§ What is needed: Every line from the one containing "ribbed knit texture" to the final line of the material below must be reproduced exactly; leave out all other lines.
----- Records supplied
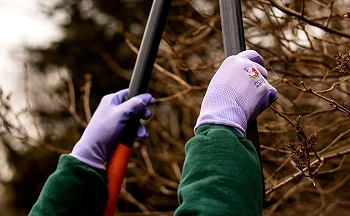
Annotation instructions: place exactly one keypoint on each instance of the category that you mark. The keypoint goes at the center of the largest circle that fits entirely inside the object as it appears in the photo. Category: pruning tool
(234, 42)
(117, 164)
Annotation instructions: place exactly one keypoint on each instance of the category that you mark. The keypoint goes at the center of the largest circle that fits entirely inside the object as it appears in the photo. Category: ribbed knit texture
(221, 175)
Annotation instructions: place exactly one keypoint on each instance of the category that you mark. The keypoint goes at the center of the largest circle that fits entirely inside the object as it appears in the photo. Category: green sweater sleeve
(73, 189)
(221, 175)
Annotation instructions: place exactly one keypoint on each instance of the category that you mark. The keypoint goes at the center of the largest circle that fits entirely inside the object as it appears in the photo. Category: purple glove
(107, 124)
(237, 93)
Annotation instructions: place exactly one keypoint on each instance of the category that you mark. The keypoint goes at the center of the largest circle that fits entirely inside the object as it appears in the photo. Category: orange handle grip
(116, 170)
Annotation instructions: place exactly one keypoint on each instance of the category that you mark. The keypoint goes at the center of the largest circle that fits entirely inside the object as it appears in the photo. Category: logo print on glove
(253, 73)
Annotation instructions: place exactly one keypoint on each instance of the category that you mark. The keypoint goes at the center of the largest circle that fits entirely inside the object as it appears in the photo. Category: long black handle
(234, 42)
(117, 164)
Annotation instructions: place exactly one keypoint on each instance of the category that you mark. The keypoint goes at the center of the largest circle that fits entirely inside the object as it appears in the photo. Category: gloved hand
----------
§ Full solution:
Annotation instructions: place exactly one keypoint on each instance of the category that you mark. The keypoint goes at the center of the largest circle that fits entirely inside the object as it appears in the photo. Category: ribbed knit texture
(221, 175)
Annotation instructions: place exactly one keypoint on each instance of the category that you mark. The keypoint goes at the center of the largest circle that fits entirely inside the object as it appears in the photo. Category: green sweater sleeve
(73, 189)
(221, 175)
Annotation instructions: place exactly one keypoint on each instance of the category that you mark. The keypoint goes at the center of the largest circle that fits entirely inside the object as it appears in the photo. Category: purple glove
(107, 124)
(237, 93)
Annotation instructions: place exactly one keypoint on each instance of the category that you mark. The keypoint goes at the center of the largest circle that fits entirely inside the object as it appears in the photo. Category: orange handle grip
(116, 170)
Annotation instructions: place exactly one keypoint on each instance of the category that you mark. The keypoint goes at the center of the largest circle that fits entirely inside the object as it appears in the photo. Category: logo print on glove
(253, 73)
Annotation instructions: place exactly one keypoint on each instance of the category that you mark. The keypoint goes at the center of the largest circle that fits entirely inside the object as it appears in the photo. Category: long black handle
(234, 42)
(117, 164)
Annotation instructions: place exactly one keypoint on each instance of the category that you mark. The keypoint goes at the center of the largest circle that fits entirely inside the object as it appears in the photo. Category: gloved hand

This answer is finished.